(TÂCHES À RÉALISER)
1. D'après le texte sur Solênopédie, sous quel pseudonyme l'auteur publia-t-il ce roman ?
2. Poursuivez le texte sur Solênopédie à partir de sa dernière phrase.

··· TEXTE ···

Ce court roman – ou longue nouvelle, c’est selon – parut pour la première fois à la Librairie Médicale de Labé en 1838, vingt ans après le Frankenstein de Mary Shelley, ce qui en fait l’un des tout premiers textes français de science-fiction. L’histoire de sa publication est du reste étonnante, puisqu’il fut présenté comme un compte-rendu d’expériences scientifiques réellement menées ; pour augmenter le mystère, son auteur utilisa le pseudonyme du Comte Dalbis. Même si l’éditeur émit quelques précautions lorsqu’il publia Solênopédie, la supercherie ne fut éventée que quelques mois plus tard, et l’obligea à faire une mise au point. Il faut d’une part préciser que le sous-titre du roman est « Révélation d’un nouveau système d’éducation phrénologique pour l’homme et les animaux », et d’autre part se remettre dans les connaissances de l’époque : en 1838, la phrénologie, théorie selon laquelle les bosses du crâne d’un être humain reflètent son caractère, développée par le médecin allemand Franz Joseph Gall, a ses partisans. Avec pareil postulat, serait-ce vraiment surprenant qu’on puisse agir sur ces bosses pour façonner les facultés d’une personne à sa convenance ? Car c’est bien ce qu’a entrepris de démontrer T., scientifique brillant réfugié dans des ruines pyrénéennes pour y mener ses expériences. Le Comte Dalbis, qui lui a rendu visite, en convient : il a obtenu des résultats prodigieux en opérant sur des animaux, réussissant à s’entourer de nombreux mammifères et oiseaux qui lui obéissent et sont capables de prodiges qu’on croirait réservés à l’être humain. Le tout en injectant une solution à base de phosphore directement dans le cerveau, après avoir identifié les caractéristiques de chacune des bosses des crânes desdits animaux. T. n’a encore rien communiqué, attendant d’avoir achevé ses expériences pour le faire ; il lui désormais tester ses méthodes sur l’être humain. À moins qu’il n’ait quelque peu brûlé les étapes et déjà initié des traitements sur certains enfants ?

··· EXTRAITS DE LIGNES ···

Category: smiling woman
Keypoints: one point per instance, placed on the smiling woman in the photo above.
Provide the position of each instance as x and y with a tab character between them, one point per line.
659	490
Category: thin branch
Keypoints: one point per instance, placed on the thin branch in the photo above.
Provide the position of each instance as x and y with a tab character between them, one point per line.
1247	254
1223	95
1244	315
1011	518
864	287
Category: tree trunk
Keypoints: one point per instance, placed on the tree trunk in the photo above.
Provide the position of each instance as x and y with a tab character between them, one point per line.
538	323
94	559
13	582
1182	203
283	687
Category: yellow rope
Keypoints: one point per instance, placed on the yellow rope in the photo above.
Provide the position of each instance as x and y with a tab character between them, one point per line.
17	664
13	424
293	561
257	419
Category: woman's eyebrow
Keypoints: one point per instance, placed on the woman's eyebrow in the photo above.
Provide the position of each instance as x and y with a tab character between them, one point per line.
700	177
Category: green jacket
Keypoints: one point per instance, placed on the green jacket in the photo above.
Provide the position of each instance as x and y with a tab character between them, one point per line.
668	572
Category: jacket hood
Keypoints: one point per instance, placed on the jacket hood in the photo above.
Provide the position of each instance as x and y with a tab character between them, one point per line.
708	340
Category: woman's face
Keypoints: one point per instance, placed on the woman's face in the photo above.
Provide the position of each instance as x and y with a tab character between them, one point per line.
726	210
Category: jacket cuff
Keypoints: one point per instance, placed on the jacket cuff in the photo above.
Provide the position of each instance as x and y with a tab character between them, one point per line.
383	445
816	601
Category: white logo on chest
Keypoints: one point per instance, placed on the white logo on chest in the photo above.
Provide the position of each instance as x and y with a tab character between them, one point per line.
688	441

···
··· EXTRAITS DE LIGNES ···

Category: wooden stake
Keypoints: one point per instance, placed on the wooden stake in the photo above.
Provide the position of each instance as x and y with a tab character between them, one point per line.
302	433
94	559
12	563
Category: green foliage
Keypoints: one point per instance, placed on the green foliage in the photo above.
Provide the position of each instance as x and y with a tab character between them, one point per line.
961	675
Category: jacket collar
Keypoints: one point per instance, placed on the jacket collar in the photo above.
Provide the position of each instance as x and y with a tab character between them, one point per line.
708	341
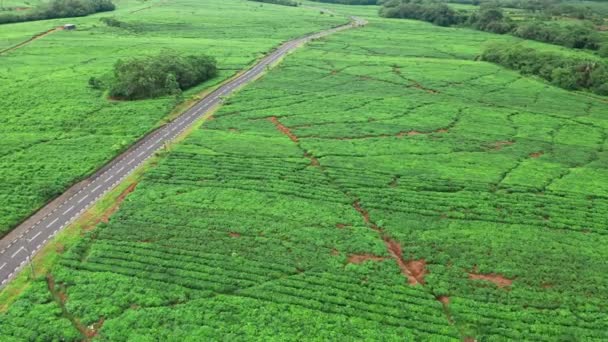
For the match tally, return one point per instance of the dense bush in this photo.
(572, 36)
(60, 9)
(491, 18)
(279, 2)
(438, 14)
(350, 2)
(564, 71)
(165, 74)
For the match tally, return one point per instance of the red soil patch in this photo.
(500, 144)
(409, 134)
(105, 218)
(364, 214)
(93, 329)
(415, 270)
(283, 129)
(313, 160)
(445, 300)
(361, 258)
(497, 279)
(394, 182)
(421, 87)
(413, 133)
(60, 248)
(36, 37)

···

(RÉPONSES PAR TÂCHE)
1. Sous le pseudonyme du Comte Dalbis.

2.
Si la supercherie a en partie fonctionné lors de sa parution, c’est que Solênopédie était parfaitement en accord avec les connaissances scientifiques de l’époque, et que si Dalbis extrapolait, il le faisait sur la base des dernières avancées médicales. C’est là la force du texte, quand bien même, à la lumière des sciences contemporaines, cela prête plutôt à sourire. Il n’empêche, on sent l’auteur parfaitement au courant (le traitement endermique) qui prend plaisir à inventer un futur à ces sciences, un futur fait de prouesses enthousiasmantes encore à découvrir. Sans pour autant oublier de pointer les dérives potentielles qui adviendront inéluctablement si les scientifiques exercent en solitaire, sans contrôle d’aucune sorte. À ce titre, la postface de Marc Renneville, qui replace le récit dans son contexte d’écriture, est très éclairante. Si la forme du texte est en adéquation avec l’époque à laquelle il a été rédigé, le propos, lui, reste totalement d’actualité, dans ce xxie siècle où le transhumanisme a le vent en poupe et au sein duquel certains ne se sentent guère investis d’une quelconque éthique. Enfin, impossible de lire Solênopédie sans penser à L’Île du docteur Moreau, de H.G. Wells, avec lequel ce texte partage un certain nombre de points communs.
Sans crier au chef-d’œuvre oublié, voilà toutefois une réédition bienvenue tant elle remet en lumière un texte rarissime, pour ainsi dire inconnu, et qui n’a rien perdu de sa force près de deux siècles après sa publication.